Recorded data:
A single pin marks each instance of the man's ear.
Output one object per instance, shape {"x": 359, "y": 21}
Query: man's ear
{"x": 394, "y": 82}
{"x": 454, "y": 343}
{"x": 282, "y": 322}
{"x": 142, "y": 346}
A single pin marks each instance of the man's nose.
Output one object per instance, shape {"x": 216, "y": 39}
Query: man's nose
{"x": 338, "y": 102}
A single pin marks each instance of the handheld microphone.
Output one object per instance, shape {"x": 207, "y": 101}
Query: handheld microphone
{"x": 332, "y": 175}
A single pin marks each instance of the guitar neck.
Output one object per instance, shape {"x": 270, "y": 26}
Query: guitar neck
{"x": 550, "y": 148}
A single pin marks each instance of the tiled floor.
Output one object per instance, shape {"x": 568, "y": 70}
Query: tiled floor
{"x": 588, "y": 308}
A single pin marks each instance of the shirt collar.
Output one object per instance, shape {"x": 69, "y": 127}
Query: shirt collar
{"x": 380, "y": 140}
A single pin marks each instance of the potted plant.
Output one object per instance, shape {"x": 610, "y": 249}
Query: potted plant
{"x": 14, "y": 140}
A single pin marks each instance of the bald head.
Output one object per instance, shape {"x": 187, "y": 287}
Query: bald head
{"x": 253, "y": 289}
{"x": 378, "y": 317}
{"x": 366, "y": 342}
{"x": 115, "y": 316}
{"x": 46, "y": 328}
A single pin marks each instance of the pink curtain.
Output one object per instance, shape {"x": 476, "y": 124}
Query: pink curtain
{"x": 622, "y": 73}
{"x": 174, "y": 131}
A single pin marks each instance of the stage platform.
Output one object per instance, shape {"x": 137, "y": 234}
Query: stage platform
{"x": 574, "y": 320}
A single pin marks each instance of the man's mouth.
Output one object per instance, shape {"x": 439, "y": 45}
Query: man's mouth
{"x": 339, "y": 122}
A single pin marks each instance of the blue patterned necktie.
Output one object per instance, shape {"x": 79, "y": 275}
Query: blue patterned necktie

WORK TO COMPLETE:
Every entry is to be copied exactly, with none omitted.

RESPONSE TO THIS EXERCISE:
A single pin marks each instance of the man's ear.
Output one object per instance, shape {"x": 359, "y": 21}
Query: man's ear
{"x": 394, "y": 82}
{"x": 454, "y": 343}
{"x": 282, "y": 322}
{"x": 142, "y": 346}
A single pin marks each instance of the man's nose.
Output one object per instance, shape {"x": 216, "y": 39}
Query: man's nose
{"x": 338, "y": 102}
A single pin marks each instance of the handheld microphone.
Output one object per instance, shape {"x": 207, "y": 101}
Query: handheld microphone
{"x": 332, "y": 175}
A single pin marks each instance of the guitar neck.
Output one object per instance, shape {"x": 270, "y": 26}
Query: guitar neck
{"x": 550, "y": 148}
A single pin marks each instance of the tiled floor.
Output one object per instance, shape {"x": 568, "y": 70}
Query: tiled floor
{"x": 588, "y": 308}
A single pin marks each instance of the shirt collar.
Output one object per instance, shape {"x": 69, "y": 127}
Query: shirt collar
{"x": 380, "y": 140}
A single pin marks each instance of the potted plant.
Output one object per instance, shape {"x": 610, "y": 249}
Query: potted plant
{"x": 14, "y": 140}
A single pin marks each instance of the bald head.
Output one object per instance, shape {"x": 187, "y": 287}
Query: bald head
{"x": 253, "y": 289}
{"x": 378, "y": 317}
{"x": 366, "y": 342}
{"x": 115, "y": 316}
{"x": 46, "y": 328}
A single pin marks each instance of the pink curtain.
Output one object per instance, shape {"x": 476, "y": 124}
Query: pink curtain
{"x": 622, "y": 73}
{"x": 174, "y": 131}
A single pin marks each instance of the stage platform.
Output one object per instance, shape {"x": 137, "y": 234}
Query: stage platform
{"x": 574, "y": 320}
A single pin marks each instance of the man's mouth.
Output one object per instance, shape {"x": 439, "y": 45}
Query: man's mouth
{"x": 339, "y": 122}
A single pin marks each instance of the blue patterned necktie.
Output one object per instance, shape {"x": 79, "y": 275}
Query: blue patterned necktie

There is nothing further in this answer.